▸ **SHORT TASK**: Each record is to be transcribed exactly.

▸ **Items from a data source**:
——

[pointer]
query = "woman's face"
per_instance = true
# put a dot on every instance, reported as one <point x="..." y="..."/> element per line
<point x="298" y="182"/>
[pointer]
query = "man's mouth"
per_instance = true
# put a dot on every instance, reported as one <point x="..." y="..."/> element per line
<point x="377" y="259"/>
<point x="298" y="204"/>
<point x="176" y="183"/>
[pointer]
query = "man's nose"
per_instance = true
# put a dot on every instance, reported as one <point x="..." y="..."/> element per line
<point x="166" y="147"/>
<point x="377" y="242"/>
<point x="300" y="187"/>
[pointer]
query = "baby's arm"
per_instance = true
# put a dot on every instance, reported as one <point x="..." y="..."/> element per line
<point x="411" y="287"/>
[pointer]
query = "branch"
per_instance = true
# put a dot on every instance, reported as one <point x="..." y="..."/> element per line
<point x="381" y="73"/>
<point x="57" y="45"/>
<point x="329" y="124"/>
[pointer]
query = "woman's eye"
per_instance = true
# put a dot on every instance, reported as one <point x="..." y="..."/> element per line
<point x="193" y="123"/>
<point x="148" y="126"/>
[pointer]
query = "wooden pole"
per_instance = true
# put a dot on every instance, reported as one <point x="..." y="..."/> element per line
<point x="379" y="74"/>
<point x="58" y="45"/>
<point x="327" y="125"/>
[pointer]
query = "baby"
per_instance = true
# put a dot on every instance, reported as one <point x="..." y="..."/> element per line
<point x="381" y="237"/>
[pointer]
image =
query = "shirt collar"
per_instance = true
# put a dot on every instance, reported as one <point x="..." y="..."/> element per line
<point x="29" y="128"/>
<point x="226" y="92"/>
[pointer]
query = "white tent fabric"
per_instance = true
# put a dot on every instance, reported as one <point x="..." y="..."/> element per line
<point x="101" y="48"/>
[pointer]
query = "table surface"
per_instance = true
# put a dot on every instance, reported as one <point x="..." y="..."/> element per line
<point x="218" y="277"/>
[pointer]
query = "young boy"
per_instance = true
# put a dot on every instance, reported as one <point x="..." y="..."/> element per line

——

▸ **EXERCISE SOLUTION**:
[pointer]
query = "woman's face"
per_instance = true
# put a dot on every instance, reported as one <point x="..." y="..."/> element per line
<point x="298" y="182"/>
[pointer]
query = "man's mouth"
per_instance = true
# put a dot on every instance, reported as one <point x="..." y="..."/> element per line
<point x="377" y="259"/>
<point x="298" y="204"/>
<point x="176" y="183"/>
[pointer]
query = "man's nose"
per_instance = true
# put a dot on every instance, reported as one <point x="..." y="..."/> element per line
<point x="166" y="147"/>
<point x="377" y="242"/>
<point x="300" y="187"/>
[pointer]
query = "baby's arm"
per_instance = true
# put a dot on every instance, reported as one <point x="..." y="..."/> element per line
<point x="411" y="287"/>
[pointer]
query = "branch"
per_instance = true
# put a dot on every instance, reported as one <point x="..." y="..."/> element per line
<point x="381" y="73"/>
<point x="57" y="45"/>
<point x="329" y="124"/>
[pointer]
query = "woman's eye"
per_instance = true
# put a dot on every instance, reported as one <point x="..." y="..."/> element per line
<point x="193" y="123"/>
<point x="148" y="126"/>
[pointer]
query = "wooden pole"
per_instance = true
# put a dot on every instance, reported as one <point x="..." y="..."/> element per line
<point x="379" y="74"/>
<point x="58" y="45"/>
<point x="327" y="125"/>
[pointer]
query = "baby"
per_instance = true
# put a dot on every instance, reported as one <point x="..." y="..."/> element per line
<point x="381" y="237"/>
[pointer]
image =
query = "shirt collar"
per_instance = true
# put a dot on every instance, reported as one <point x="..." y="..."/> element per line
<point x="29" y="128"/>
<point x="226" y="92"/>
[pointer]
query = "white tent fabric"
per_instance = true
# put a dot on every instance, reported as one <point x="..." y="..."/> element per line
<point x="101" y="48"/>
[pointer]
query = "table surface"
per_instance = true
# put a dot on every instance, reported as one <point x="..." y="..."/> element per line
<point x="218" y="277"/>
[pointer]
query = "young boy"
per_instance = true
# put a dot on every instance, reported as one <point x="..." y="..."/> element per line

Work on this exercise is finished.